### [Excerpted passage]
····················

Deputy Premier of Quebec
- In office 1985–1994
- Premier: Robert Bourassa
- Preceded by: Marc-André Bédard
- Succeeded by: Monique Gagnon-Tremblay

Senator for De la Durantaye senate division
- In office September 14, 1994 – August 25, 2009
- Appointed by: Jean Chrétien
- Preceded by: Mario Beaulieu
- Succeeded by: Judith Seidman

Member of the National Assembly of Quebec for Bourassa
- In office 1973–1976
- Preceded by: Georges-Émery Tremblay
- Succeeded by: Patrice Laplante

Member of the National Assembly of Quebec for Chomedey
- In office 1981–1994
- Preceded by: District established
- Succeeded by: Thomas Mulcair

Minister of the Environment
- In office 1988–1989
- Succeeded by: Pierre Paradis

Personal details
- Born: August 25, 1934 Salaberry-de-Valleyfield, Quebec, Canada
- Died: October 29, 2025 (aged 91) Montreal, Quebec, Canada
- Party: Liberal
- Relatives: Guy Bacon (brother)
- Profession: Administrator

= Lise Bacon =

Canadian politician (1934–2025)

Lise Bacon (August 25, 1934 – October 29, 2025) was a Canadian politician who served as Deputy Premier of Quebec from 1985 to 1994. A member of the Quebec Liberal Party, she served as a Member of the National Assembly of Quebec (MNA) for the riding of Bourassa from 1973 to 1976 and again for the riding of Chomedey from 1981 to 1994. She was the second woman elected to the National Assembly after Marie-Claire Kirkland. She served as president of the Quebec Liberal Party from 1970 to 1973, making her the first woman elected president of a political party in Canada.

After leaving provincial politics, she served as a Senator from 1994 to 2009.

==Early life and education==
Bacon was born in Salaberry-de-Valleyfield, Quebec, on August 25, 1934, to Joseph D. Bacon and Yvonne Jetté. Bacon attended Collège Marie-de-l'Incarnation and Académie Saint-Louis-de-Gonzague in Trois-Rivières and went on to study political science, psychology, and sociology at the Institut Albert-Thomas in Chicoutimi.

==Early career==
Bacon worked as an Office Manager at the Prudential Insurance Company of America from 1951 to 1971.

During this time, she was active with the Quebec Liberal Party. Among other roles, she served as Treasurer of the Association des femmes libérales Louis Saint-Laurent in Trois-Rivières from 1952 to 1956, executive director of the Fédération des jeunes libéraux du Québec from 1954 to 1956, and vice-president for the Mauricie region of the Fédération des femmes libérales du Québec from 1965 to 1967. She became Secretary of the Quebec Liberal Party in 1968. From 1970 to 1973, she served as President of the Quebec Liberal Party, making her the first woman elected president of a political party in Canada.

····················

Please list every person the Lise Bacon article names as succeeding her in an office, each with that office.

····················

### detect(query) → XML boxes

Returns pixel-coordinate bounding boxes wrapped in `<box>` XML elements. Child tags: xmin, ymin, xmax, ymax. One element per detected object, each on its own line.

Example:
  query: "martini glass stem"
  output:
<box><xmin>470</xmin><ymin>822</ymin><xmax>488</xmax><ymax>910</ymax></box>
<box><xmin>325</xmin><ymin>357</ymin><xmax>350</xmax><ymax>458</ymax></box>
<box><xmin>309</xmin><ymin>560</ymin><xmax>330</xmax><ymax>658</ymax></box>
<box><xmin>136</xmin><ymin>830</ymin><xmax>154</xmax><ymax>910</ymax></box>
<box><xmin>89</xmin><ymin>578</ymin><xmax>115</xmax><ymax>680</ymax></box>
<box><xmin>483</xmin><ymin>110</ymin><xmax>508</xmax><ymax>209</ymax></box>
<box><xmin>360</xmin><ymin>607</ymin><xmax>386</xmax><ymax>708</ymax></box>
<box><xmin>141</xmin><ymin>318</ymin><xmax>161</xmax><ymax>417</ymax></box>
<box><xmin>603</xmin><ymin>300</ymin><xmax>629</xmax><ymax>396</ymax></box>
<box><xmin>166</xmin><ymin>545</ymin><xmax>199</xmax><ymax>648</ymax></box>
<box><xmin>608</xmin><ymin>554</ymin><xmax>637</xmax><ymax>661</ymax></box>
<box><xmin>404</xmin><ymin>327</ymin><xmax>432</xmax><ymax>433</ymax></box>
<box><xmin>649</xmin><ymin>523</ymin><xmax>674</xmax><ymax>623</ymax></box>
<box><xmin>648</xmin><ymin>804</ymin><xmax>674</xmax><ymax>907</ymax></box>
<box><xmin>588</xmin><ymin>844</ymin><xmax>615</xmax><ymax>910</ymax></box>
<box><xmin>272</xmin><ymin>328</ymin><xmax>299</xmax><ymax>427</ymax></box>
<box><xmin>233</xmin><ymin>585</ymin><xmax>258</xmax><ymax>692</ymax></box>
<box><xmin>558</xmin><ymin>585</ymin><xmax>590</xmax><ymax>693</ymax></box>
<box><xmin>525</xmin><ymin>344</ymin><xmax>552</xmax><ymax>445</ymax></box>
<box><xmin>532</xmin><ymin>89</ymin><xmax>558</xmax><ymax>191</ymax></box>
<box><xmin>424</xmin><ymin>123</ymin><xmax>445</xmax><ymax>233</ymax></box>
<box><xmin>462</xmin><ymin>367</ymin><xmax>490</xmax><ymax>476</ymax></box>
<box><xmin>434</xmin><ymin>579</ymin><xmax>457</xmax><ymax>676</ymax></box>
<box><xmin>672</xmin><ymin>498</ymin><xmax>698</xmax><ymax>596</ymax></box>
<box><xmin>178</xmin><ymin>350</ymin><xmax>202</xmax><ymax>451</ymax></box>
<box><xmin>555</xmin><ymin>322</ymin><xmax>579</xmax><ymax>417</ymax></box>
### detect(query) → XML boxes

····················

### [Solved problem]
- Monique Gagnon-Tremblay: Deputy Premier of Quebec
- Judith Seidman: Senator for De la Durantaye senate division
- Patrice Laplante: Member of the National Assembly of Quebec for Bourassa
- Thomas Mulcair: Member of the National Assembly of Quebec for Chomedey
- Pierre Paradis: Minister of the Environment